## TASK OBJECTIVE
Can you reproduce the lines below verbatim, from the very first one through the line containing "[[42, 231], [177, 240], [14, 192]]"?

★ ★ ★ ★

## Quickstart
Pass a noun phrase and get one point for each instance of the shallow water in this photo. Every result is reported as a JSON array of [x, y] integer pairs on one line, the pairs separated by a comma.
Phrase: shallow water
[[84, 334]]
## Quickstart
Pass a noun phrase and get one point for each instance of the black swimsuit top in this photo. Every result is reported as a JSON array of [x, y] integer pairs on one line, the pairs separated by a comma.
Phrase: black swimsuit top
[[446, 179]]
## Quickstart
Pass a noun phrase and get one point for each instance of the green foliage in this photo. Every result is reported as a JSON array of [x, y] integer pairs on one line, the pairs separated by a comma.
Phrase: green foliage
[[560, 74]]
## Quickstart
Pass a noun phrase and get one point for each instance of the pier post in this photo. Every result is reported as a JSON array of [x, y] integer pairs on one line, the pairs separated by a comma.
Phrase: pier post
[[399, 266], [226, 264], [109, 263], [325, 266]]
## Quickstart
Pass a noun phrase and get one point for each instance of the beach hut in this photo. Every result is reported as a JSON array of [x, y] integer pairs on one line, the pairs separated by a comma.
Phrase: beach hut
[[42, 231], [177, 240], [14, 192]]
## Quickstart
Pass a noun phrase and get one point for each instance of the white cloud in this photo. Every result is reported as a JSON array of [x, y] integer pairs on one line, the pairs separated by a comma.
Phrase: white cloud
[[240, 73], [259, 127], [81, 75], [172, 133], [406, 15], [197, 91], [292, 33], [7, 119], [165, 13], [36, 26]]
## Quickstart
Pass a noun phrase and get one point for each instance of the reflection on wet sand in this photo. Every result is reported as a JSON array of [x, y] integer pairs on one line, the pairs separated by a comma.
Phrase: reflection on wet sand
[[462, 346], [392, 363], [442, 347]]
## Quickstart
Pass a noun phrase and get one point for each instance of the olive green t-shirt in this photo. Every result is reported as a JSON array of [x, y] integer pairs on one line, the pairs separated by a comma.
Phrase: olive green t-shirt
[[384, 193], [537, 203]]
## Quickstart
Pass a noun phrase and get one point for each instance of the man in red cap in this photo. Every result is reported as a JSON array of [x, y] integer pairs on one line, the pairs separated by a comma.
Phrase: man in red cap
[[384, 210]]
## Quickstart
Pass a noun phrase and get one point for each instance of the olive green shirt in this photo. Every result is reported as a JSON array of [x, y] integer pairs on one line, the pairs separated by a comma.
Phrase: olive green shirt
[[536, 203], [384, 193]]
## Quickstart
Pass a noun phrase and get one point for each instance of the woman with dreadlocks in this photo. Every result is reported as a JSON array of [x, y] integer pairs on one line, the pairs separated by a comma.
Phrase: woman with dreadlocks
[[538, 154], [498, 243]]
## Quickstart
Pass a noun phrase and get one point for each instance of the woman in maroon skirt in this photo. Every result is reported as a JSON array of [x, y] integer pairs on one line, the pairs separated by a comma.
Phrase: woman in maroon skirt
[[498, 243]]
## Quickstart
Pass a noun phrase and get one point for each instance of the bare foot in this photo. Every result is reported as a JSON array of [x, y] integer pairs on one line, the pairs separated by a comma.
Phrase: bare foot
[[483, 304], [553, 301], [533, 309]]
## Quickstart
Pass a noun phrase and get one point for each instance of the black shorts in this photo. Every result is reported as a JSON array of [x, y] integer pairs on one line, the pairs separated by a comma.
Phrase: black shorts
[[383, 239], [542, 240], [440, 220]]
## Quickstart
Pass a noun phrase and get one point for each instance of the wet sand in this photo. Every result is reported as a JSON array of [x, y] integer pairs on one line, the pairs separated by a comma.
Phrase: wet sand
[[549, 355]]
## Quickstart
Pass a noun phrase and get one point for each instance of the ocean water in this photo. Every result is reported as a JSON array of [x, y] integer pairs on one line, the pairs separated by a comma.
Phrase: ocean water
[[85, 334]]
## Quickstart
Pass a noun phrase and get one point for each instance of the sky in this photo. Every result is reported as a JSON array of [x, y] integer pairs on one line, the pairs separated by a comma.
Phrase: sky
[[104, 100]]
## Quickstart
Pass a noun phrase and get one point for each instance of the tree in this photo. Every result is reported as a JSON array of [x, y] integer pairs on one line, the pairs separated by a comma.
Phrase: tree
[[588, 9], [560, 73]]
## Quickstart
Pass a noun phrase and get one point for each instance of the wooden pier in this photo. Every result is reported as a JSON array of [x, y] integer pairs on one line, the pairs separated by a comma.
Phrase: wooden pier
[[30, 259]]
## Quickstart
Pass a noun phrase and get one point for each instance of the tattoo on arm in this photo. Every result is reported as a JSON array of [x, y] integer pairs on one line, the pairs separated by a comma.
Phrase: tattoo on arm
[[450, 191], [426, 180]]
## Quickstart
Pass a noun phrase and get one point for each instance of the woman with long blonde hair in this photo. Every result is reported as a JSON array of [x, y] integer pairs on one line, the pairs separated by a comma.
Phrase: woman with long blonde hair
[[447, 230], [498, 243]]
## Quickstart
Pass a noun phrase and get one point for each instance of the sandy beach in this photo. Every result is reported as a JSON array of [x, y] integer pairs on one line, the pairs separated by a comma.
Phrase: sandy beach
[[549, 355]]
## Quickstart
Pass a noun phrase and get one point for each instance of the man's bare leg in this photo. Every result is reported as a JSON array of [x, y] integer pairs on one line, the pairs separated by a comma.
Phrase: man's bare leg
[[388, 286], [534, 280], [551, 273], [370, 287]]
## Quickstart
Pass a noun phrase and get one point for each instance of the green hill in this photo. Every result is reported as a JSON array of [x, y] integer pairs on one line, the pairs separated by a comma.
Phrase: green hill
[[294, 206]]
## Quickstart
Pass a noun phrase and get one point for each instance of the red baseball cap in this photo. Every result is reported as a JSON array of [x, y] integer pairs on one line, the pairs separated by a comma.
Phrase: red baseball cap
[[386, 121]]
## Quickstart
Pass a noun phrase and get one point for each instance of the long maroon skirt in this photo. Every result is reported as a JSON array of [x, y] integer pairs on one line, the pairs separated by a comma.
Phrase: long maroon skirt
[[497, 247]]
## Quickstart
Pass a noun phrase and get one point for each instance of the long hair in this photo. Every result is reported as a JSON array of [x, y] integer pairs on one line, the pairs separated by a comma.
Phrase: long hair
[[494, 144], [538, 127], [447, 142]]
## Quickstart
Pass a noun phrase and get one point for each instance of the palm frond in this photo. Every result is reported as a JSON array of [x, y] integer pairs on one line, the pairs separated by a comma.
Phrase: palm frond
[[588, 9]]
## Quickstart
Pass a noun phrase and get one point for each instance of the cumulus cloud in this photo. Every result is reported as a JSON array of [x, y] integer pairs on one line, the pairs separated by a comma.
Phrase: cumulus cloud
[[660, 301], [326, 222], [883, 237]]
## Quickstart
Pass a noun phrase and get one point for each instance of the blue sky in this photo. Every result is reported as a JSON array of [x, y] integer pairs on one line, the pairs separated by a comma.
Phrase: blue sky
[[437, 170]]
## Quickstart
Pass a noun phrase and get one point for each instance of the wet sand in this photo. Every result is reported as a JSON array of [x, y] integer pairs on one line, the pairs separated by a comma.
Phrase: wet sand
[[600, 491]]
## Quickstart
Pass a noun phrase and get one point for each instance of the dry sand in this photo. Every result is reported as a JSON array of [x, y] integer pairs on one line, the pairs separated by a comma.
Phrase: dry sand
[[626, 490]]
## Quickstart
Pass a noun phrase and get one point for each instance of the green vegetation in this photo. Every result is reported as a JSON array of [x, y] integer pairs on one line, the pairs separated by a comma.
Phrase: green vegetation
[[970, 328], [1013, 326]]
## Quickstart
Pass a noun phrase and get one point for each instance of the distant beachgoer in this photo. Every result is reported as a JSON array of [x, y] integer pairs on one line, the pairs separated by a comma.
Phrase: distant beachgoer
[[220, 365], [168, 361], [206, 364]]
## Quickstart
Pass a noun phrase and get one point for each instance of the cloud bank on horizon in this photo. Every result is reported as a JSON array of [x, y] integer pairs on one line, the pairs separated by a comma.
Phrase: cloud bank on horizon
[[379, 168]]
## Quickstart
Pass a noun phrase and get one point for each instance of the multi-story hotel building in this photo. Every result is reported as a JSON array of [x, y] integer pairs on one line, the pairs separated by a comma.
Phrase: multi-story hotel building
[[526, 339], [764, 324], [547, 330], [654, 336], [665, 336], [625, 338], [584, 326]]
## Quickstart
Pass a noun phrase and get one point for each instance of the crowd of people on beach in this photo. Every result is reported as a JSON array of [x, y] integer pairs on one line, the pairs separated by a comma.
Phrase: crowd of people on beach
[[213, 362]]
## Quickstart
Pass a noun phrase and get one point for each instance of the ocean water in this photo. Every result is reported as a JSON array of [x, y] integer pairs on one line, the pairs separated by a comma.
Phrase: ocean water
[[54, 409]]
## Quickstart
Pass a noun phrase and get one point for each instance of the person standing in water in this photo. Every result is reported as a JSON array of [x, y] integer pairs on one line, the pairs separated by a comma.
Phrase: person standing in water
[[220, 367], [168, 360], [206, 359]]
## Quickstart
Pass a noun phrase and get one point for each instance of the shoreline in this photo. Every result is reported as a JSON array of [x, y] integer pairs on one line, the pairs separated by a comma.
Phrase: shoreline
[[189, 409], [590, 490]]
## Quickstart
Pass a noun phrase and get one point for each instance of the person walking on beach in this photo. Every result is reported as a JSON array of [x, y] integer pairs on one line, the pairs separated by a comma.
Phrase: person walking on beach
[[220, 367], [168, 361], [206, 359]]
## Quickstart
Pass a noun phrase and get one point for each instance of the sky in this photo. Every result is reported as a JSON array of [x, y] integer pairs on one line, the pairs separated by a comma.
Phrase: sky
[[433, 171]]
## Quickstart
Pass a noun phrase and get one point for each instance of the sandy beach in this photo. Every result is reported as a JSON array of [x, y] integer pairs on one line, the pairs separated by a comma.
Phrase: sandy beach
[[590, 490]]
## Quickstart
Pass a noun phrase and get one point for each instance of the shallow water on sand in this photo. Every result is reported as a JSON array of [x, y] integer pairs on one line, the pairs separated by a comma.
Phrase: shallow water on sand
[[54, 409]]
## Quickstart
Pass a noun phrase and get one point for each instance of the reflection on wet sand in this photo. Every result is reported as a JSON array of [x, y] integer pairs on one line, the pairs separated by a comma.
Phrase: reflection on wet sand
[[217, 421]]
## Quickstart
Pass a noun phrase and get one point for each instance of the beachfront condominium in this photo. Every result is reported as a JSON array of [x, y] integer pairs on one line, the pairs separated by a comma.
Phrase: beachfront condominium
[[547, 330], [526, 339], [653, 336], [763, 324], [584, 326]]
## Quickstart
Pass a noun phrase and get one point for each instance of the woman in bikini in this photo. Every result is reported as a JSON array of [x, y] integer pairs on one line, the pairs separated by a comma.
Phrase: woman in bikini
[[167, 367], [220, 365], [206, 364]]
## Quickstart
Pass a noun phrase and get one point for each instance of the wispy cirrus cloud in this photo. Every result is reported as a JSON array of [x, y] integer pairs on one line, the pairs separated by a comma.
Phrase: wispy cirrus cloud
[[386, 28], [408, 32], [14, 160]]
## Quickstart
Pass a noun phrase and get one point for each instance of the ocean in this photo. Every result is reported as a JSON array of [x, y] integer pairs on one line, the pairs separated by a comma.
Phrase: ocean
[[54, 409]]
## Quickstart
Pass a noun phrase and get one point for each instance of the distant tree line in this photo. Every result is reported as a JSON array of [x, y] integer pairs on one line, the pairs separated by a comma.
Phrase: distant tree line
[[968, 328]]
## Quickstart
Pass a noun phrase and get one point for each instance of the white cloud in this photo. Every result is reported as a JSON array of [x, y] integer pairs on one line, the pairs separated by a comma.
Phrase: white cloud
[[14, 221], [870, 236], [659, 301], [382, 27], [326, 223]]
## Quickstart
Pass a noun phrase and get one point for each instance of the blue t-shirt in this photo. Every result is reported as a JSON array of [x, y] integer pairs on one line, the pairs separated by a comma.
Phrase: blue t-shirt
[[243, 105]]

★ ★ ★ ★

## TASK RESULT
## Quickstart
Pass a noun phrase and get one point for each instance of the shallow water in this photo. Every result is reported as a JSON array of [x, y] integer pairs on one line, the pairs separated by a comma.
Phrase: shallow water
[[84, 334]]
## Quickstart
Pass a noun phrase and get one point for each instance of the black swimsuit top in this photo. Every result is reported as a JSON array of [x, y] integer pairs on one line, the pairs separated by a comma.
Phrase: black swimsuit top
[[446, 179]]
## Quickstart
Pass a noun phrase and get one point for each instance of the green foliage in this photo. Every result is reported as a JSON array of [x, y] integer pairs on one line, the pairs separated by a comma.
Phrase: green foliage
[[560, 74]]
## Quickstart
Pass a noun phrase and get one point for each instance of the pier post in this photo. Every result is reported as a JSON array of [x, y] integer pairs on one line, the pairs separated by a comma.
Phrase: pier post
[[399, 266], [226, 264], [109, 263], [325, 266]]
## Quickstart
Pass a noun phrase and get one point for each instance of the beach hut in this photo. Every result is reported as a JSON array of [x, y] integer pairs on one line, the pairs separated by a comma.
Phrase: beach hut
[[42, 231], [177, 240], [14, 192]]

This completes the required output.